Position annotation records
## START

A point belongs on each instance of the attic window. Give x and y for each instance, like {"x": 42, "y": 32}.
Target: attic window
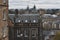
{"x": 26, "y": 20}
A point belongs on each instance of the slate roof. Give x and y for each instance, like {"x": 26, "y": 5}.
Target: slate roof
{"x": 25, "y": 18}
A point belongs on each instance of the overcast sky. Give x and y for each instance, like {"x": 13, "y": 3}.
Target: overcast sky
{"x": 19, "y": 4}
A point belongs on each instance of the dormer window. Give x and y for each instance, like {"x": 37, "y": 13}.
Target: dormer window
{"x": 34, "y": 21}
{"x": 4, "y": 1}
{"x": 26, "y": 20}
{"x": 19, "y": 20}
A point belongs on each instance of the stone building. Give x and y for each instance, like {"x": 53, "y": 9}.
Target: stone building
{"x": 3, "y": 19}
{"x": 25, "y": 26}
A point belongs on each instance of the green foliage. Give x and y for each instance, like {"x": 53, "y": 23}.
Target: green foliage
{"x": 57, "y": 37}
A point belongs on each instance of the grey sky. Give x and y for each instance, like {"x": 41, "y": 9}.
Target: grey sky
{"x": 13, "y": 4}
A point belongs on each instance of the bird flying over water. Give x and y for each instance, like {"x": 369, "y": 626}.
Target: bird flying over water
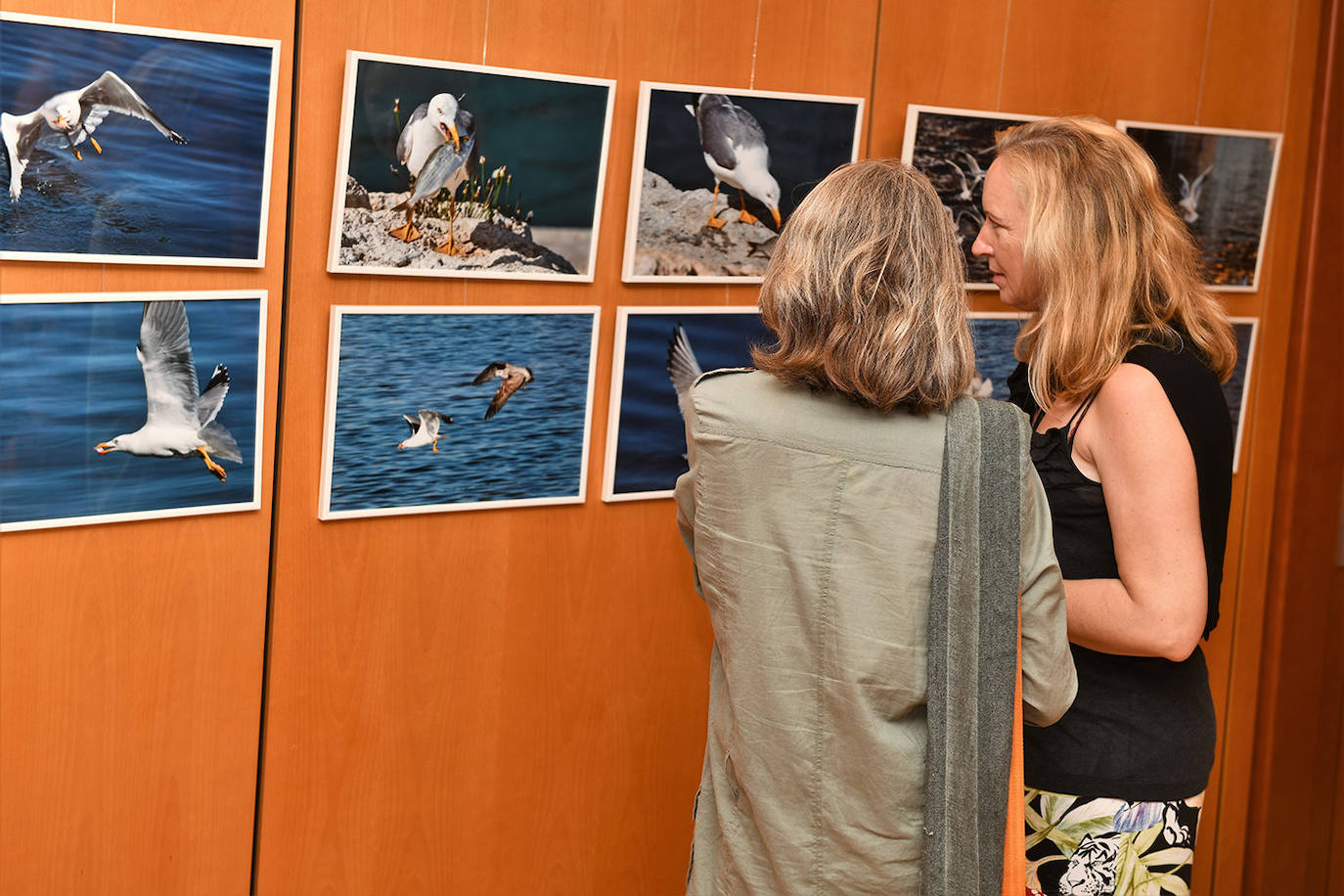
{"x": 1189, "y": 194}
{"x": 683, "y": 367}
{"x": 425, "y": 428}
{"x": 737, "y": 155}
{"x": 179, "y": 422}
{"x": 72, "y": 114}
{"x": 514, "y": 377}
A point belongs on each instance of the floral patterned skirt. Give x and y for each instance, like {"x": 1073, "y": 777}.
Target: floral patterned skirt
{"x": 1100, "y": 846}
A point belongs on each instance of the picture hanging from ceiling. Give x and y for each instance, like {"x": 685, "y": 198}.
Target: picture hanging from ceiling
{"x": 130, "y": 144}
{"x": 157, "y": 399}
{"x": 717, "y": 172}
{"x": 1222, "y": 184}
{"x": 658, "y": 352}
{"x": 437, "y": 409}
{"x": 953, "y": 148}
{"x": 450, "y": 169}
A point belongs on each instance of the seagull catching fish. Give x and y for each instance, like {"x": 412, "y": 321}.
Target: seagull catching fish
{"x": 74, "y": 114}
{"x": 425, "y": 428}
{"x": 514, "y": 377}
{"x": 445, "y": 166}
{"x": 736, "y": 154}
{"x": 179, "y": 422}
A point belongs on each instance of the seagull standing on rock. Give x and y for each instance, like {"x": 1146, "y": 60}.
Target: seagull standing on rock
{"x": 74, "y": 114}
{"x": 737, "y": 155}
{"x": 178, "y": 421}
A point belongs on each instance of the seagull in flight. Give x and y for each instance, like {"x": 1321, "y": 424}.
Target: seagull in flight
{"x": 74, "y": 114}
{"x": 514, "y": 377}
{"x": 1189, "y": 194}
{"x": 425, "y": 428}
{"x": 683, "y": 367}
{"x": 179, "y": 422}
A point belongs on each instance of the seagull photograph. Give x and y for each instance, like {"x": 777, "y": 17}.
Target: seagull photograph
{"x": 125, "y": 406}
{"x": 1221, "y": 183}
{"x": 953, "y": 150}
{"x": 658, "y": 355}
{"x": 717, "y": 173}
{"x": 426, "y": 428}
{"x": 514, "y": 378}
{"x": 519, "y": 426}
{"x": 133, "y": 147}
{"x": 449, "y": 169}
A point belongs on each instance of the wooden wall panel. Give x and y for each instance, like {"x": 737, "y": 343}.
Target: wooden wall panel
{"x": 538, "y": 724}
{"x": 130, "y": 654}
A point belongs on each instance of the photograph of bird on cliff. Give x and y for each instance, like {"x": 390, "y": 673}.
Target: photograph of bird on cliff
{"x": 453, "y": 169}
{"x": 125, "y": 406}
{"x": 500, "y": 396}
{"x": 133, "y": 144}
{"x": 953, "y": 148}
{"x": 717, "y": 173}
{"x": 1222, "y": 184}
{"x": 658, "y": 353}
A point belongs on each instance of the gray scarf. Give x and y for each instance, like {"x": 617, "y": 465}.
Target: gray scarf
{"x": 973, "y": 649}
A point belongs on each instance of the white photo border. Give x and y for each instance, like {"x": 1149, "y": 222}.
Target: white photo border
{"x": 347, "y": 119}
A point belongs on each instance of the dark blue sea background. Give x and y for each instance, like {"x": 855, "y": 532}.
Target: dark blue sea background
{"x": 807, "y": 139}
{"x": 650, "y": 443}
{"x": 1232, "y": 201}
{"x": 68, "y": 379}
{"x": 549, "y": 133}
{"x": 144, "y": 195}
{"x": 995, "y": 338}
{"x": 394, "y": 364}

## END
## START

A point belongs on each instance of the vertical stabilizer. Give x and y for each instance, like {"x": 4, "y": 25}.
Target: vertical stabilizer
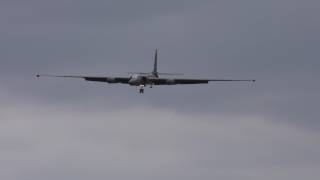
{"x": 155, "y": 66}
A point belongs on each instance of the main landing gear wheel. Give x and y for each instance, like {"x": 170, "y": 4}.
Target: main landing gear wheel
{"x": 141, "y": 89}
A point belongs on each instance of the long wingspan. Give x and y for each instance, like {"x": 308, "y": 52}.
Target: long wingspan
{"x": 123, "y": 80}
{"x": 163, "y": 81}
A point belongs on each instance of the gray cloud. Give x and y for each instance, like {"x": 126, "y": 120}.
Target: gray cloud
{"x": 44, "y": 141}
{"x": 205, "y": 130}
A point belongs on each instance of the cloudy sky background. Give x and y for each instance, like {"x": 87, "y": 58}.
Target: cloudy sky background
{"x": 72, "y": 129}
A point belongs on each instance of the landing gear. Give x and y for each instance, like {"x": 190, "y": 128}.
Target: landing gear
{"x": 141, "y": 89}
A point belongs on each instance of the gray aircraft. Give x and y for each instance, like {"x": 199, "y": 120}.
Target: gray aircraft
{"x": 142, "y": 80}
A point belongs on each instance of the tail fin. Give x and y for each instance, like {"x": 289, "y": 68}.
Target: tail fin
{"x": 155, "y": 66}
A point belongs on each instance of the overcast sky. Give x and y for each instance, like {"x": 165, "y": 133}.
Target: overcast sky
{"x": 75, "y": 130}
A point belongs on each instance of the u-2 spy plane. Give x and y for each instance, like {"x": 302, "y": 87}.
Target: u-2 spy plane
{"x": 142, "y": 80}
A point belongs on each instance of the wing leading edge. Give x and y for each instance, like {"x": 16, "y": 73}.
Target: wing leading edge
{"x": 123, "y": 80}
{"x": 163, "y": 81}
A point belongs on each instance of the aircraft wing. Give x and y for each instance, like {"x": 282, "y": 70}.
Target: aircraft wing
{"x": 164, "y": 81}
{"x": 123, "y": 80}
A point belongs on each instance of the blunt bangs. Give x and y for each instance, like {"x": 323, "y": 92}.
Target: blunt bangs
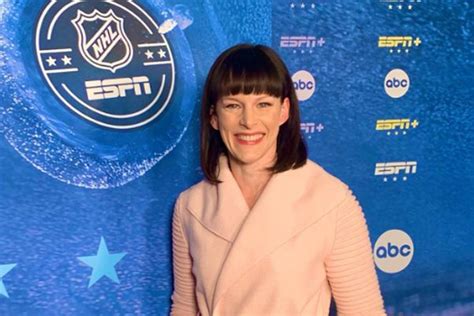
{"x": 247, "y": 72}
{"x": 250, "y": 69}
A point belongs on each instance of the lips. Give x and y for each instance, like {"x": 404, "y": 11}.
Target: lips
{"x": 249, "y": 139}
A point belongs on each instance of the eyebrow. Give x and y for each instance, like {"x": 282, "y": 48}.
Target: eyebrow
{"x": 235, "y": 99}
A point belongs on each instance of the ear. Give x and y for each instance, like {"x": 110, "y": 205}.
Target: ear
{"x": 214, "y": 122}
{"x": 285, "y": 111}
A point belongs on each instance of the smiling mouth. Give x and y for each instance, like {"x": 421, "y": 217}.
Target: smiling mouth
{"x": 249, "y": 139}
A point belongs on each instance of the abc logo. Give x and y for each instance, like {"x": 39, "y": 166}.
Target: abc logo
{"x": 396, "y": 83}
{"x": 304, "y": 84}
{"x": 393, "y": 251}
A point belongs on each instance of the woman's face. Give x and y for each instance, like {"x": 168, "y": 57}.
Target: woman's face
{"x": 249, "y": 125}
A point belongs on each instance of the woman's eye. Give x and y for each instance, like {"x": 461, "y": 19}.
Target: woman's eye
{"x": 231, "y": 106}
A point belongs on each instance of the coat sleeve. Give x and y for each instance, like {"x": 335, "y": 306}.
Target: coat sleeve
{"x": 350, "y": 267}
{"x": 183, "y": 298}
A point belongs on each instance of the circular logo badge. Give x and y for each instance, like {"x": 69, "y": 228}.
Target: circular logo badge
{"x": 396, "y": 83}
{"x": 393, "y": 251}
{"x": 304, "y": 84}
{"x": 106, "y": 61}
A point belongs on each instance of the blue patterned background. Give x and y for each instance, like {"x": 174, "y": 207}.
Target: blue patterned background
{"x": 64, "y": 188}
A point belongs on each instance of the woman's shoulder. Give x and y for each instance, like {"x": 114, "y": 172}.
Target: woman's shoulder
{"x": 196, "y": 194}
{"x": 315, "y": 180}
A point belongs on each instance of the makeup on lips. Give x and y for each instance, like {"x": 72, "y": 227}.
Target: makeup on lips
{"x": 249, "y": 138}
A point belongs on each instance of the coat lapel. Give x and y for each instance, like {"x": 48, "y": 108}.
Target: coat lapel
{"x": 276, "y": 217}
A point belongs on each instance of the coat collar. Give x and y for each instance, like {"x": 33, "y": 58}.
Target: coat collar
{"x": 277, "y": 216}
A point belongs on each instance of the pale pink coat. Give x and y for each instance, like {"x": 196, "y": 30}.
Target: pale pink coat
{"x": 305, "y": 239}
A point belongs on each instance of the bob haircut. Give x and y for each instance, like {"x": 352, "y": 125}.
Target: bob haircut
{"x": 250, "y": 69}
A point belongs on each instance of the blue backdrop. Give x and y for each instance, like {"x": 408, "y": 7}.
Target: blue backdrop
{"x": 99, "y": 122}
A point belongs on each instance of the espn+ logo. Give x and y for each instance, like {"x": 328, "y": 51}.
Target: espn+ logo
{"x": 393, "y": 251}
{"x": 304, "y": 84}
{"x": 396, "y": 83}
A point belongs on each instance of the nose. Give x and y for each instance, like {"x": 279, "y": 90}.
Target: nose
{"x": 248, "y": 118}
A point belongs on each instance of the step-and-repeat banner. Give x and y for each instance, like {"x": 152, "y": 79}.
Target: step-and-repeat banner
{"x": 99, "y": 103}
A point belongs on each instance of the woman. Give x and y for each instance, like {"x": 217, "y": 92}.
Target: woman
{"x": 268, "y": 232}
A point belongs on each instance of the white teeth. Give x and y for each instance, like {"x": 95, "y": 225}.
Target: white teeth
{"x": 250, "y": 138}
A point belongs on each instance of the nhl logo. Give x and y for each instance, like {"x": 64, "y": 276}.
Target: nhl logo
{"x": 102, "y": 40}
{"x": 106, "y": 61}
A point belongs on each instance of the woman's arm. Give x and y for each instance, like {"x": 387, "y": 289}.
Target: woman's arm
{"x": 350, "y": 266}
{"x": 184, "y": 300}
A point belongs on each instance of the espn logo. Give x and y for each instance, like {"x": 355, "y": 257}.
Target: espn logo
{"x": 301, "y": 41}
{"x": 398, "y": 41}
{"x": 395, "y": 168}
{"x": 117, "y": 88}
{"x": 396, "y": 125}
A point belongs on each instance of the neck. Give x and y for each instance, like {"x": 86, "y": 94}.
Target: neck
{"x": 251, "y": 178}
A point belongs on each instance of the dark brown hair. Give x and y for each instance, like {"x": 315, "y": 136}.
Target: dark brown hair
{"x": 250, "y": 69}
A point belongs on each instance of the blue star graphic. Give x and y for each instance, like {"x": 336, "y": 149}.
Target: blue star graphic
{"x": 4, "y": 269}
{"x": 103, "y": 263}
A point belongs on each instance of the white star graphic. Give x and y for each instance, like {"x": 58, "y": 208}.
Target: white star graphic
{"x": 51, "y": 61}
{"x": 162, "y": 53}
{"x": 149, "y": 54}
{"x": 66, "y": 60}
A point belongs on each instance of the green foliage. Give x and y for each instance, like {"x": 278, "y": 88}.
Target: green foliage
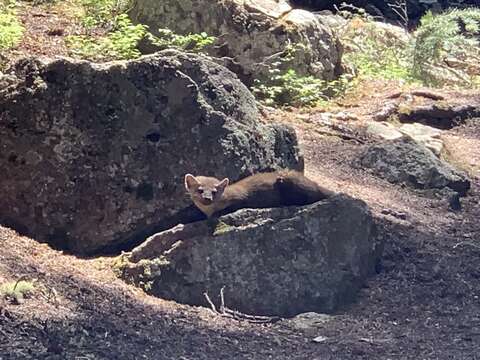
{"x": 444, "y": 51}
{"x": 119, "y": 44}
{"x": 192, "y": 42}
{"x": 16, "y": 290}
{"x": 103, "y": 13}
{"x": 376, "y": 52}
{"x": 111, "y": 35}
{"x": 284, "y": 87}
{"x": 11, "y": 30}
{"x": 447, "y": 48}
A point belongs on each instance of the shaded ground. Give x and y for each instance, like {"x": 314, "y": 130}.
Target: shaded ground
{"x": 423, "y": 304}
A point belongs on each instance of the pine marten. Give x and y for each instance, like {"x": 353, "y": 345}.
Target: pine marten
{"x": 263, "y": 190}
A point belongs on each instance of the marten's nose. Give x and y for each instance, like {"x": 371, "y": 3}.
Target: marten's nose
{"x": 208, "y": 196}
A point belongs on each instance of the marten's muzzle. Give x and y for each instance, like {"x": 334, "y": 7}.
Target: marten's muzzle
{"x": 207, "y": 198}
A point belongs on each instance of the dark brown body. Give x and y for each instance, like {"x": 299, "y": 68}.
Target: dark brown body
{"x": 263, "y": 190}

## END

## Aim
List every line of the records that includes the string "landing", reproducing each line in full.

## Output for this task
A point belongs on each instance of the main landing gear wheel. Give x and y for each instance, like {"x": 170, "y": 4}.
Target: main landing gear wheel
A point belongs on each instance of the landing gear. Give x and y for each instance, like {"x": 190, "y": 128}.
Target: landing gear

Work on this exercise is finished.